▸ Written exercise
Write out the passage on Rita Hayworth's films word for word, from "As for the script, Virginia" up to and including "loves, and so on.".

As for the script, Virginia Van Upp concocted a fairly familiar confection out of half a dozen other writers' preliminary drafts: Kelly runs a little nightclub in Brooklyn, and when some Broadway producers come to inspect his variety show, it is Miss Hayworth whom they lead off to the Great White Way, but it is Kelly whom she really loves, and so on.

Cover Girl
was an immense success, perhaps the greatest of all the Hayworth musicals of the early 1940's. To have seen it in 1943, in the midst of the hushed audience in some neighborhood theater, was to fall hopelessly in love with Rita Hayworth. There could never be anyone more beautiful, more romantic, more glamorous. But late-night television, which keeps alive all these nostalgic memories, which keeps the Alzheimer's victim Rita Hayworth a perpetual beauty of twenty-five, is a treacherous guardian of one's own memories. Not only does it show
Blood and Sand
as a creaky travesty of romantic melodrama, but it also shows Miss Hayworth as a creaky travesty of the femme fatale. By this time, she had learned to speak like a graduate of an elocution class, and her heavily rouged cheeks and long red fingernails implied not passion so much as long hours at the makeup mirror.

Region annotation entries
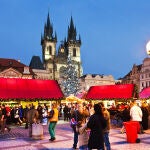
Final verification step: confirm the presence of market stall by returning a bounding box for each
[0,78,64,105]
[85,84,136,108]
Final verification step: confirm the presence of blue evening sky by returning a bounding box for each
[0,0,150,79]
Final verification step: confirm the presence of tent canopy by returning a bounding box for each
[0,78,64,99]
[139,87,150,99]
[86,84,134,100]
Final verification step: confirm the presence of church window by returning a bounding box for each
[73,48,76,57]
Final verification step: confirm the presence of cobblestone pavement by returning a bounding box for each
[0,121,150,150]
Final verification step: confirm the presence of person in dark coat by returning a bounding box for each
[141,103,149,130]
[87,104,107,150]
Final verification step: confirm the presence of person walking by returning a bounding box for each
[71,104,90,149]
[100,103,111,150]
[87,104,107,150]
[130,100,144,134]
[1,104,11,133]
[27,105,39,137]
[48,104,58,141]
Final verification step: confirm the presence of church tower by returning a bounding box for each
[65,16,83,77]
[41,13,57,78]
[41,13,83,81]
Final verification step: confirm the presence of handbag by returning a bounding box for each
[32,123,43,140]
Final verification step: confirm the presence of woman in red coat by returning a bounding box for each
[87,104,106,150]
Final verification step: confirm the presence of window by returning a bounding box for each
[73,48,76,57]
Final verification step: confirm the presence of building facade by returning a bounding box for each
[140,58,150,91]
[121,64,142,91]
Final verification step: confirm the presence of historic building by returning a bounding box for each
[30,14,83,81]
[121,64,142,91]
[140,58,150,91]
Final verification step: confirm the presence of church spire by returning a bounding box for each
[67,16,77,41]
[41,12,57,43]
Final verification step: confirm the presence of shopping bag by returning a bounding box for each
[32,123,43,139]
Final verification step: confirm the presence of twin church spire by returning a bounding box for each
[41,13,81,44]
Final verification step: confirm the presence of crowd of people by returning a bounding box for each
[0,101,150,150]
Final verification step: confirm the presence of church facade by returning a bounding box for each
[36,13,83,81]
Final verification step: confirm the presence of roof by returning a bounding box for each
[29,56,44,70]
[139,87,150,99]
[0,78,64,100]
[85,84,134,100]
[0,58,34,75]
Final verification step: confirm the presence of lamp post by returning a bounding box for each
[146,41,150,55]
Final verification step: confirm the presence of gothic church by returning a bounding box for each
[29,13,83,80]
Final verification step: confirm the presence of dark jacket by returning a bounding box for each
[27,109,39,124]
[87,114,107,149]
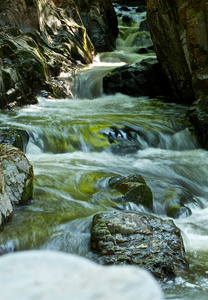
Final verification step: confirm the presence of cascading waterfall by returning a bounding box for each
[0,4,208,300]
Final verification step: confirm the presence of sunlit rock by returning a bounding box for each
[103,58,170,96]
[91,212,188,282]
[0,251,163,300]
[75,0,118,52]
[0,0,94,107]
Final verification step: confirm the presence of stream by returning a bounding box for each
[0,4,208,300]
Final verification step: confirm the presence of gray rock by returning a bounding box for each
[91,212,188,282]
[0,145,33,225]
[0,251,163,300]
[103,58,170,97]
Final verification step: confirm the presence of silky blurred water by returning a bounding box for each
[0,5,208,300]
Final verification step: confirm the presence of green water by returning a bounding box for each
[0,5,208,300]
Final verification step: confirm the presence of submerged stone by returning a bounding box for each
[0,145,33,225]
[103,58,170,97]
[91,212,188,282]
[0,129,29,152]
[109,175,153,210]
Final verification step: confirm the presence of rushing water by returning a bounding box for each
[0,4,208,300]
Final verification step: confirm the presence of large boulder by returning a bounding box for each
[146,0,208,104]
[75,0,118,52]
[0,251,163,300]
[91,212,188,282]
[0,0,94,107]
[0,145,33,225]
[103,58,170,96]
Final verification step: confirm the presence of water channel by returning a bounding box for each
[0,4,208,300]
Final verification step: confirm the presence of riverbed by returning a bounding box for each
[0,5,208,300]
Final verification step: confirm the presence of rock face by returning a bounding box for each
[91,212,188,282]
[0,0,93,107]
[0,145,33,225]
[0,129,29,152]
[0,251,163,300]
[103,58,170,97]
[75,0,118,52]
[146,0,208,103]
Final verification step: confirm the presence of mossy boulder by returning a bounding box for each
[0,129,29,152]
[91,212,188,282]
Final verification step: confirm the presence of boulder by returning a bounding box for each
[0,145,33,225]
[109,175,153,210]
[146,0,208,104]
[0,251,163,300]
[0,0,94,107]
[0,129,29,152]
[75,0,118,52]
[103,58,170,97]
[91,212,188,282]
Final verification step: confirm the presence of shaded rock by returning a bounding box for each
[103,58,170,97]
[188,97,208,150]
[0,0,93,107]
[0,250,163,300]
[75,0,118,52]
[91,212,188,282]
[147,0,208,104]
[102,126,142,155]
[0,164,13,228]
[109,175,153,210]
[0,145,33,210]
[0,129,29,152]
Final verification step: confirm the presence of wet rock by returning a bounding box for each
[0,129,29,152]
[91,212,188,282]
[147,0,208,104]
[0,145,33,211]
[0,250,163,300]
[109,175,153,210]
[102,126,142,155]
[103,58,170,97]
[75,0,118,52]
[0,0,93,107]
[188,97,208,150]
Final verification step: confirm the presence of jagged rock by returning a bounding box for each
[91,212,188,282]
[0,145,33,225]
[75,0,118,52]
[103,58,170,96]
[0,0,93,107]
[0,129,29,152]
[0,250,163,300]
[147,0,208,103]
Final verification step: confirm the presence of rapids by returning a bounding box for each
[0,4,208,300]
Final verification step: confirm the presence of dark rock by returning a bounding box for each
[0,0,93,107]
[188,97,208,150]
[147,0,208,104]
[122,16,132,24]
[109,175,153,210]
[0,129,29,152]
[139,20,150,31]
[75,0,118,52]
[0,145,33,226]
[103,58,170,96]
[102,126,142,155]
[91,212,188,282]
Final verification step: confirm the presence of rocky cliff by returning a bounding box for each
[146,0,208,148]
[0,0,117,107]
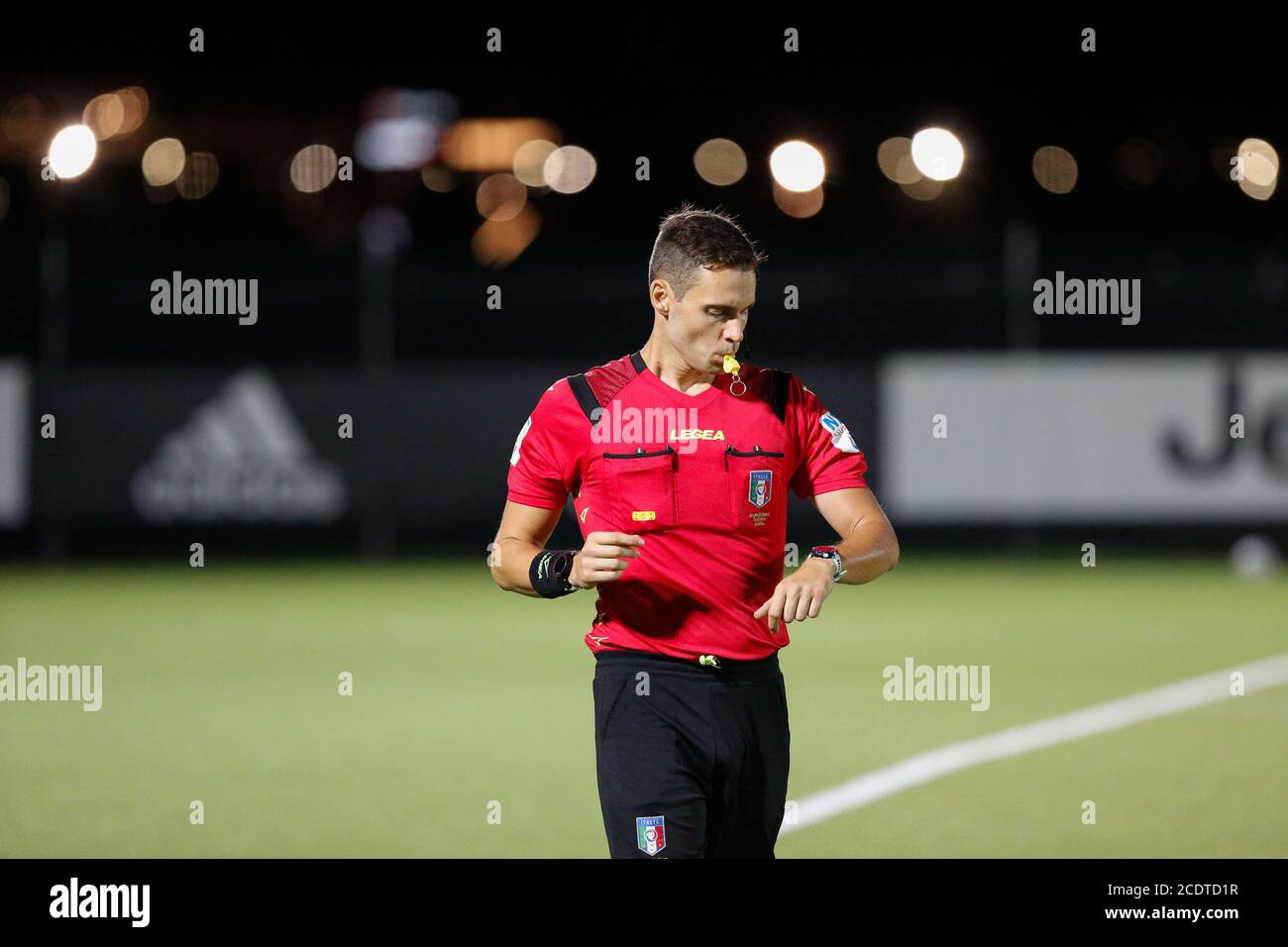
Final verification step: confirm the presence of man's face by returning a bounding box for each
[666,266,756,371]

--

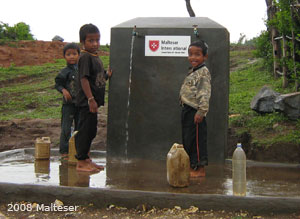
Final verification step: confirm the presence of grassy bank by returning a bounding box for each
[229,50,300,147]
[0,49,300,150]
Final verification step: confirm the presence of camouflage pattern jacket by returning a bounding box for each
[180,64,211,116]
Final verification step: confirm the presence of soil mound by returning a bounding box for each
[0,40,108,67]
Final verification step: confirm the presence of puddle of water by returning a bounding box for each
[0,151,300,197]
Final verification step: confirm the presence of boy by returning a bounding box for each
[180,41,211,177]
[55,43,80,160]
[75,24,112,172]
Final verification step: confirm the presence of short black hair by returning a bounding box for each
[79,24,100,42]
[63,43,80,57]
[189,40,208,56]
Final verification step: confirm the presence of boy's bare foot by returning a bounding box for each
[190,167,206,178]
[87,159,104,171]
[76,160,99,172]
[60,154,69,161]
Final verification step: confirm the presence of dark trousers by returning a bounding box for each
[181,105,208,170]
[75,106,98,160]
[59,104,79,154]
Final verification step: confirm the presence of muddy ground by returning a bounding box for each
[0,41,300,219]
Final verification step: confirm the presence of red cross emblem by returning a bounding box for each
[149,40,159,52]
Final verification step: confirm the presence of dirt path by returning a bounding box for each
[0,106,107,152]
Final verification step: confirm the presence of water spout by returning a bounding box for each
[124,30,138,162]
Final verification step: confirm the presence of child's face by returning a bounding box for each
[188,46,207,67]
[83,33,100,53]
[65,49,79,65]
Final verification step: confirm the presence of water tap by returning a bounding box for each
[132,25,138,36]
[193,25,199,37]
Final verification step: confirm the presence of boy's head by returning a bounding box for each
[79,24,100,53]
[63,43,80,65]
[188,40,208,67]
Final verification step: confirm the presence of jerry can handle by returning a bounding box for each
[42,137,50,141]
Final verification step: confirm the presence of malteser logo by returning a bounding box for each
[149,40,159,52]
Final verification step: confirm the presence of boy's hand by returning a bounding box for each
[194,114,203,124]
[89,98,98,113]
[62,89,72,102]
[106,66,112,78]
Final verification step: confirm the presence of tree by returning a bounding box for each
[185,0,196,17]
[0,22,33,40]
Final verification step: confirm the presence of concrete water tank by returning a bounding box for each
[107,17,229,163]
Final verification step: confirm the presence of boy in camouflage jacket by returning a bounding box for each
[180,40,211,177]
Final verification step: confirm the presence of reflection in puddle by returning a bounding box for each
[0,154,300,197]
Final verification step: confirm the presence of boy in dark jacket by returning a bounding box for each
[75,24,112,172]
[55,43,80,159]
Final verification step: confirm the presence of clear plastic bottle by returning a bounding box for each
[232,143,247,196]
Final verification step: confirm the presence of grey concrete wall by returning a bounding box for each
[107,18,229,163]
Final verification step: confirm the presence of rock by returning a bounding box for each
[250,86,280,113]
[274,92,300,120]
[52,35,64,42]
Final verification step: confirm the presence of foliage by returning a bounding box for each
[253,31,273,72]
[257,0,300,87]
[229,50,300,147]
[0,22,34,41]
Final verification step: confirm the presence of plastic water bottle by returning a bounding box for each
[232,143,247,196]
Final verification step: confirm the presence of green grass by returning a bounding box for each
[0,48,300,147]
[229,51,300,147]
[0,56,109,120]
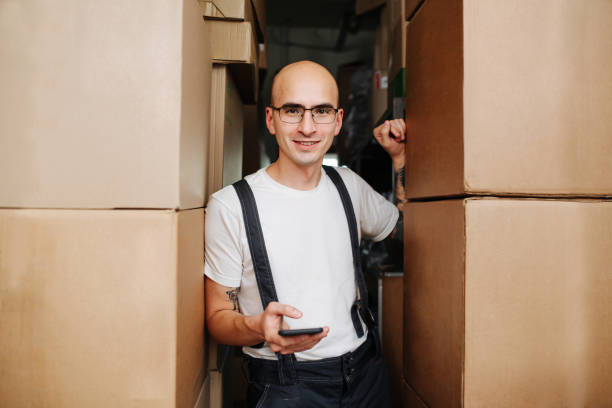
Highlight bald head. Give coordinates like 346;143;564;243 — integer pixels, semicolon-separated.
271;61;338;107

▸ Task output
As for the script, Virginia Van Upp concocted a fairly familiar confection out of half a dozen other writers' preliminary drafts: Kelly runs a little nightclub in Brooklyn, and when some Broadway producers come to inspect his variety show, it is Miss Hayworth whom they lead off to the Great White Way, but it is Kelly whom she really loves, and so on.